GIVEN PASSAGE
:::

JustinG wrote: Sat Sep 11, 2021 8:22 am Hi all,

I would appreciate any comment, critique or discussion on this paper I wrote (https://www.cosmosandhistory.org/index. ... e/view/704) which was published in Cosmos and History: The Journal of Natural and Social Philosophy a while ago.

It is quite long, so take your time in responding, as I will in responding back.

Here is the abstract:
The evolutionary argument for the causal efficacy of consciousness of William James contends that an implication of the theory of evolution by natural selection is that subjective states have physical effects. This paper explores the contemporary relevance of James' argument. The argument will be examined and some objections to it briefly discussed. Following this, the implications of the argument for the foundations of science and for evolutionary theory will be addressed. Consideration will then be given to how extensively subjective purpose may occur in living nature in view of James' argument. It is argued that the evolutionary argument lends support to Whiteheadian metaphysics and has significant implications for the world-view of scientific materialism.
Justin,

Impressive paper.

A couple of thoughts.

:::

DATASET EXCERPT
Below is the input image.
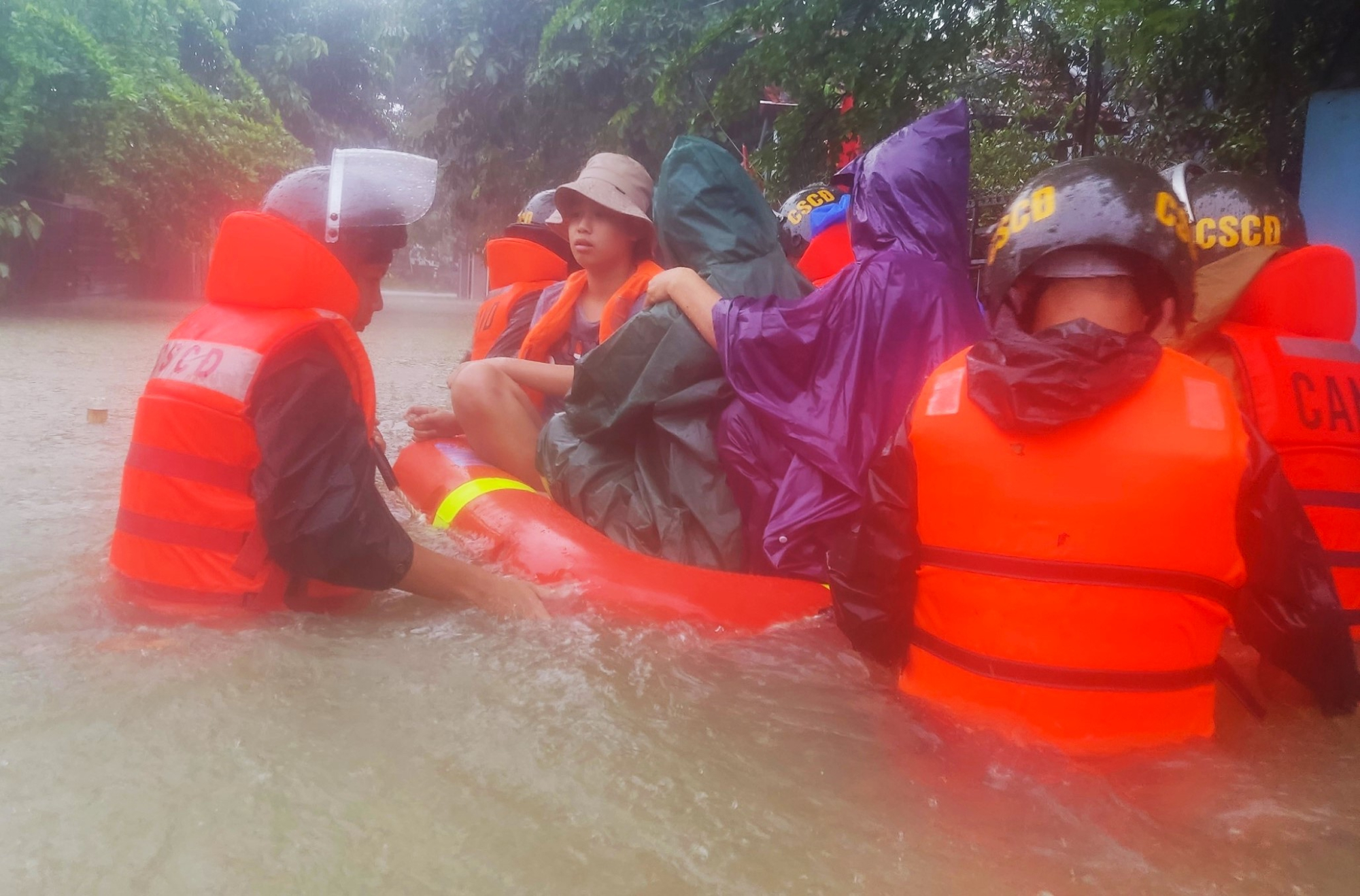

:::

REQUIRED TASKS
1: According to the forum post about William James' evolutionary argument, in which journal was the paper published?
2: Transcribe the part of the forum post about William James' evolutionary argument that opens with the words containing "JustinG wrote: Sat" and closes with "a while ago.".
3: Go on with the forum post about William James' evolutionary argument for the causal efficacy of consciousness, starting right after its last line.

ANSWERS TO THE EXERCISE
1: Cosmos and History: The Journal of Natural and Social Philosophy.

2:
JustinG wrote: Sat Sep 11, 2021 8:22 am Hi all,

I would appreciate any comment, critique or discussion on this paper I wrote (https://www.cosmosandhistory.org/index. ... e/view/704) which was published in Cosmos and History: The Journal of Natural and Social Philosophy a while ago.

3:
Some materialist argue that consciousness is a spandrel - that is, it has no causal efficacy but is a side effect of increasing neural complexity that is the trait evolution has selected for. This isn't my argument. I consider it a trait that appears to be too widespread in nature and too costly from an energy standpoint unless it has some evolutionary value by itself.

Talking about causal efficacy gets into a range of problems about causality itself that need to be discussed. When does one thing cause another? What about the thing that causes the thing that causes... Where do you stop the chain of causality to say something definitely is the cause of another?

My way of thinking about it, at least with consciousness, is in terms of systems. Is there a boundary with clear inputs and outputs? Are there internal dynamics inside the boundary? Clearly there are with the brain. Senses are the inputs. Actions affecting survival are the output. What is the role of consciousness in the system?

Learning and integration of inputs so the organism can act in a unitary fashion.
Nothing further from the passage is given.